Start of MATERIAL SHOWN

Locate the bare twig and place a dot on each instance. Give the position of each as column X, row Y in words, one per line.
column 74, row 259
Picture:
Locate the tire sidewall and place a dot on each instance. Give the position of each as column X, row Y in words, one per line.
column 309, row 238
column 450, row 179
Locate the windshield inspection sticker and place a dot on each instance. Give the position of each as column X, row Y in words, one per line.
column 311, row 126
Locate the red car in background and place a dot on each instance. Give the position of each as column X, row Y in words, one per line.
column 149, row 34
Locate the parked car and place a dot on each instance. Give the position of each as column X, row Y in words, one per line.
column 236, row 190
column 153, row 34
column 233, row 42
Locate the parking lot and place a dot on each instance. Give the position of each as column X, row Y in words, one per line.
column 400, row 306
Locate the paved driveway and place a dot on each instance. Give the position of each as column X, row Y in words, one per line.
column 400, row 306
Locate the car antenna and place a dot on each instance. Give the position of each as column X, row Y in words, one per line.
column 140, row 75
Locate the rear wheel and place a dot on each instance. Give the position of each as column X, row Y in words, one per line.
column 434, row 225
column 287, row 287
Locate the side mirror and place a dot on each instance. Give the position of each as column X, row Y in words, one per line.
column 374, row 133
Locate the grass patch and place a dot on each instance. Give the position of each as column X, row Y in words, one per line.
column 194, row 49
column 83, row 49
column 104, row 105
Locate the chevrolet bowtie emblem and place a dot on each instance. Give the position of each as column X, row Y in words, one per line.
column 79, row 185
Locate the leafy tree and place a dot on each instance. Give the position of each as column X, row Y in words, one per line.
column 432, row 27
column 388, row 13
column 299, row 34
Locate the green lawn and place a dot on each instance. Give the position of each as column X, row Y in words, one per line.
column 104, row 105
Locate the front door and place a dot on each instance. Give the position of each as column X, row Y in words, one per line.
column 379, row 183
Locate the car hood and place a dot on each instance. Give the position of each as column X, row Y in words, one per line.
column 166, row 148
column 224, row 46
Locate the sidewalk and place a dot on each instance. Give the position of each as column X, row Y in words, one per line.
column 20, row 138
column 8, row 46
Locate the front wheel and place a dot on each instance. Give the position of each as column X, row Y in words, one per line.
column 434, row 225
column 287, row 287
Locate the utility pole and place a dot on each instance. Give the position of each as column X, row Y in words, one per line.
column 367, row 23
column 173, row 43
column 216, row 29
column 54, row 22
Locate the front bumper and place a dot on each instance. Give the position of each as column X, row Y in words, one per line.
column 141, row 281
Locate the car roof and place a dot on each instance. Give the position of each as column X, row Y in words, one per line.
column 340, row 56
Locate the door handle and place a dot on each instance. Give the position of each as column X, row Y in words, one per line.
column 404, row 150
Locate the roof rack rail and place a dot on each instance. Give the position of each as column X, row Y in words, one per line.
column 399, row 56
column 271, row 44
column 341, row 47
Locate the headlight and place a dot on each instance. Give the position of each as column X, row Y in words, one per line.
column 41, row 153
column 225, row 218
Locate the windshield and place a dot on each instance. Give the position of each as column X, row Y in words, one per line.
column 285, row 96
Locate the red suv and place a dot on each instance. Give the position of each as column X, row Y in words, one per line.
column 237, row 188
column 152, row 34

End of MATERIAL SHOWN

**EXERCISE:**
Nothing may be omitted; retype every record exactly.

**ANSWER FOR THE TASK:**
Locate the bare twig and place a dot on each instance. Give the position of each as column X, row Y in words, one per line.
column 74, row 259
Picture:
Locate the tire sidewall and place a dot on each instance. Give the position of each as column X, row Y in words, one per line.
column 309, row 238
column 450, row 179
Locate the windshield inspection sticker and place a dot on each instance. Give the position of each as column X, row Y in words, one per line.
column 311, row 126
Locate the red car in background and place a dot on each instance. Give the position of each as column X, row Y in words, one per line.
column 149, row 34
Locate the parked car and place a dot on each instance. Give the position of each as column X, row Y in words, one per line.
column 236, row 190
column 153, row 34
column 233, row 42
Locate the parking lot and place a dot on each instance. Give the position of each as column X, row Y in words, one per line.
column 400, row 306
Locate the paved driveway and place a dot on each instance. Give the position of each as column X, row Y in words, one per line.
column 400, row 306
Locate the car antenna and place a dot on each instance. Give the position of each as column X, row Y in words, one per line.
column 140, row 75
Locate the rear wheel and place a dot on each instance. Give the position of each as column X, row Y in words, one per line.
column 434, row 225
column 287, row 287
Locate the side mirror and place a dot on each instance. Give the position of each as column X, row Y in words, one per line.
column 374, row 133
Locate the grass patch and place a dot on each instance. Give the position of each as column X, row Y in words, one per line.
column 194, row 49
column 83, row 49
column 104, row 105
Locate the chevrolet bowtie emblem and place a dot on each instance. Give the position of each as column X, row Y in words, one per line.
column 79, row 185
Locate the leafy tree and place a dot on each instance. Give the position of each as column X, row Y in words, one per line.
column 432, row 27
column 388, row 13
column 299, row 34
Locate the green lawn and place a dot on each instance. Give the position of each as column X, row Y in words, one per line.
column 104, row 105
Locate the front door and place a dot on each instance. Give the position of each as column X, row Y in words, one per line.
column 379, row 183
Locate the car hood and place a dot on each instance. Give the position of each as column X, row Y in words, one per line.
column 166, row 148
column 224, row 46
Locate the sidewalk and place a dot on each instance. Give the position of each as column X, row Y in words, one per line.
column 20, row 138
column 8, row 46
Locate the front wheel and place a dot on each instance. Give the position of each as column X, row Y in words, one per line.
column 434, row 225
column 287, row 287
Locate the utility pole and place a dot on each instance. Give the position of each as column X, row Y in words, one per line.
column 367, row 23
column 173, row 43
column 216, row 29
column 54, row 22
Locate the front bumper and place a dot on each instance. Give the position of each as column X, row Y in words, one per line.
column 141, row 281
Locate the car roof and place a dot on each instance. Give the position of each as column X, row Y in words, one per line.
column 340, row 56
Locate the door handle and place a dot on each instance. Give the position of each as column X, row Y in words, one per line.
column 404, row 150
Locate the roof rack rail and place a dot on each instance. Give the position of each as column X, row Y in words, one per line.
column 399, row 56
column 271, row 44
column 341, row 47
Locate the headlight and place a dot on each instance. Give the position of each as column X, row Y in words, one per line.
column 41, row 153
column 225, row 218
Locate the windshield and place a dot on each instance. Give the position of each as column X, row Y in words, one per line.
column 285, row 96
Locate the red suv and place a dot on each instance. Give the position of each as column X, row Y in words, one per line.
column 237, row 188
column 152, row 34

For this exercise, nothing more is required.